§ **The problem**
Arrange the items as a two-column CSV with the columns "instruction" and "points", starting at the line containing "Please drop a marker on every instance of the white" and running through the end of the items. Give one row per item, with its text and its answer each in a single quoted field, line breaks replaced by spaces, and the pictures omitted.

┌─ Entries

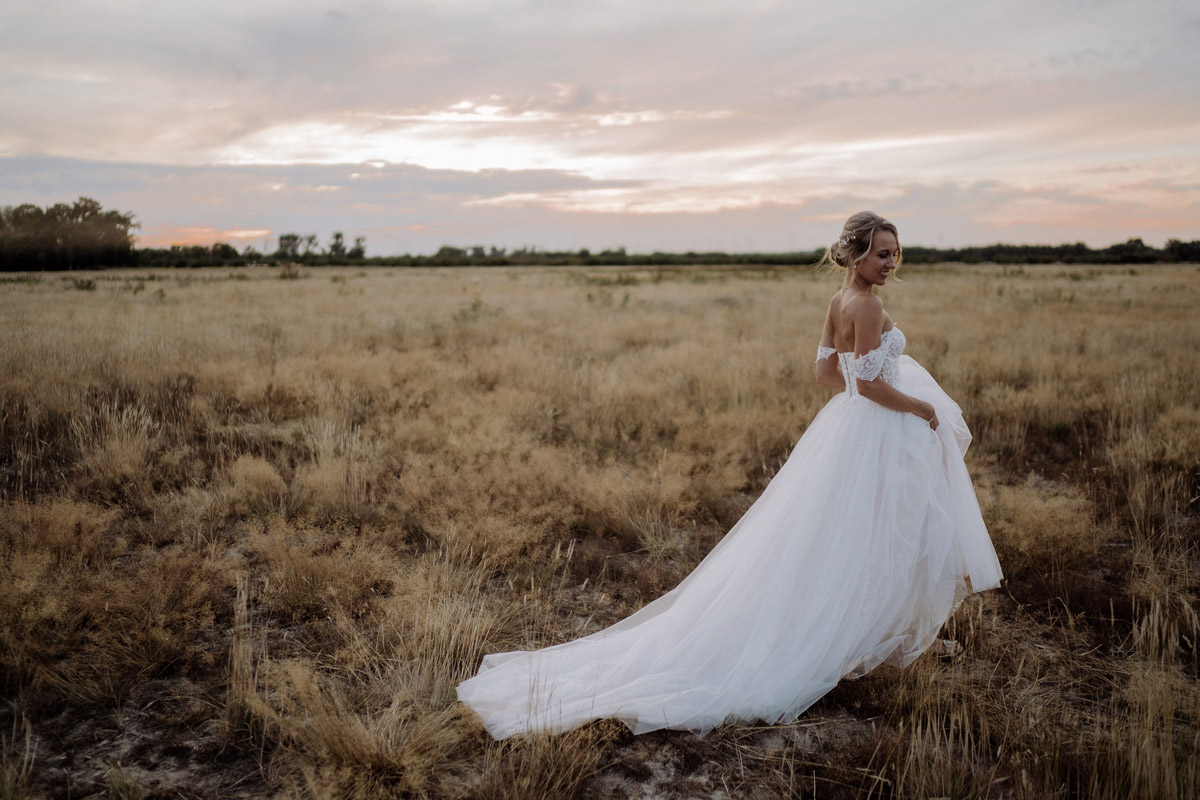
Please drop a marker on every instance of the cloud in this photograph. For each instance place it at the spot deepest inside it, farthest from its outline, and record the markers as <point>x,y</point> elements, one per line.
<point>559,122</point>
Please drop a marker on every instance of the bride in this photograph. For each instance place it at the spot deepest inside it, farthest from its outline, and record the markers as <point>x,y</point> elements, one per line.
<point>861,547</point>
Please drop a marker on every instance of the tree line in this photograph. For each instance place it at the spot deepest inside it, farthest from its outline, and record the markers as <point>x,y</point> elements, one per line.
<point>84,235</point>
<point>61,236</point>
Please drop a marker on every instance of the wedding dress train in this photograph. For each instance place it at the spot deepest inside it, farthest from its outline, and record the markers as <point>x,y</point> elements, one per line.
<point>855,554</point>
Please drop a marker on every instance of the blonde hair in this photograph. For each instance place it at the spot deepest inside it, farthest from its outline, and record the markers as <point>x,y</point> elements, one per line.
<point>855,242</point>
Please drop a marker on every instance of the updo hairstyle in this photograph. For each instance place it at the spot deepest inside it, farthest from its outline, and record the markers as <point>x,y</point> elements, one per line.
<point>856,241</point>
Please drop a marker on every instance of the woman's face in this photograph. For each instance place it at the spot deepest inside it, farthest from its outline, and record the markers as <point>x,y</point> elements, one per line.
<point>881,259</point>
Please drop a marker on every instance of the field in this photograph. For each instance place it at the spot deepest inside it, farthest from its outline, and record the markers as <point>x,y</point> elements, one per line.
<point>255,529</point>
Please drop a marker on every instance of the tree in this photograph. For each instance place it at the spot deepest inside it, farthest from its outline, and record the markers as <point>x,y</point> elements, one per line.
<point>289,246</point>
<point>65,236</point>
<point>337,245</point>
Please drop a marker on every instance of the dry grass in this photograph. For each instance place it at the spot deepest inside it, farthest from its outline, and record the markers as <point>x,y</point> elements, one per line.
<point>255,531</point>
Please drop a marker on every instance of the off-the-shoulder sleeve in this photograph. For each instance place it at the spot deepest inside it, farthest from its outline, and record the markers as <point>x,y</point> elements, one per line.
<point>869,365</point>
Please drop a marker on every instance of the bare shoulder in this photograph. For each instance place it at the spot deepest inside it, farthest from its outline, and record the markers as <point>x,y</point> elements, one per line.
<point>864,308</point>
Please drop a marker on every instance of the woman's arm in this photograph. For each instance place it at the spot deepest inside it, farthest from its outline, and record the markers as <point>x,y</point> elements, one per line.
<point>827,368</point>
<point>868,336</point>
<point>828,373</point>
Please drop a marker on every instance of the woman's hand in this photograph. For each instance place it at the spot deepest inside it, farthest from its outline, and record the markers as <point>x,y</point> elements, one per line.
<point>925,411</point>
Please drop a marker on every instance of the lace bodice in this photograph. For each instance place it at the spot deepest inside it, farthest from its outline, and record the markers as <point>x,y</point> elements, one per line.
<point>883,360</point>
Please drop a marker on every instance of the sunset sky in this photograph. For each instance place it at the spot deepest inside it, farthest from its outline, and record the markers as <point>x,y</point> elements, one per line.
<point>736,126</point>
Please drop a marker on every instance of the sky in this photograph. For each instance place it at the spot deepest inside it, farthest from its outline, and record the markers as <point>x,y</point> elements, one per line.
<point>568,124</point>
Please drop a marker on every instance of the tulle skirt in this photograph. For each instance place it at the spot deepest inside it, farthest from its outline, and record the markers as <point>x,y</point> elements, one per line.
<point>855,555</point>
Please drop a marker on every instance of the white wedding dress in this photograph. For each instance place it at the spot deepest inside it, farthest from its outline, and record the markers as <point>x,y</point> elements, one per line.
<point>853,555</point>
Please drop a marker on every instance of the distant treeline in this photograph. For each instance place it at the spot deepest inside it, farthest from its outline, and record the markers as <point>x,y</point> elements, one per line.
<point>83,235</point>
<point>78,236</point>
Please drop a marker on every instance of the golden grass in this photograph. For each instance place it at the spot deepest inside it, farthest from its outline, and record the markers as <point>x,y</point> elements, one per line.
<point>316,504</point>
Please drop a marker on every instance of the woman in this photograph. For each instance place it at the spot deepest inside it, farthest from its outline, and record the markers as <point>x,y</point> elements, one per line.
<point>853,555</point>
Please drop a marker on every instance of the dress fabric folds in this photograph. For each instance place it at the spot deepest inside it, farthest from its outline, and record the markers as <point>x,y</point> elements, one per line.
<point>855,554</point>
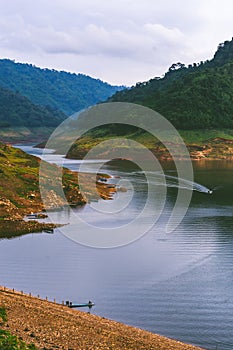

└─

§ **Solution**
instruction,points
"Please drop a marker on every instance of the white wedding dress in this photograph. For each instance place it at the spot deepest inside it, farthest from its outline, and record the markers as <point>x,y</point> elements, one per line.","<point>853,555</point>"
"Please drop a marker on every instance of the distant treeline in this photograph. For each instance place it at the spot deepest inside it, farthest from its outline, and record the markers as <point>x,y</point> elements, one per line.","<point>83,235</point> <point>78,236</point>"
"Please drop a marker on every instance of the golden grass in this photograph. For each instance place it at the spot deepest inside it, farthest from its outline, and record the markers as <point>x,y</point> elements, one per line.","<point>316,504</point>"
"Please drop a marker on every instance of the woman in this photograph. For each instance place it at the spot deepest inside it, farthest from its outline, and record the markers as <point>x,y</point> elements, one per line.","<point>853,555</point>"
"Please drop a marker on every instance of the dress fabric folds in this photograph. For each instance place it at the spot deepest inside it, farthest from its outline, and record the markers as <point>x,y</point> elements, one per line.","<point>855,554</point>"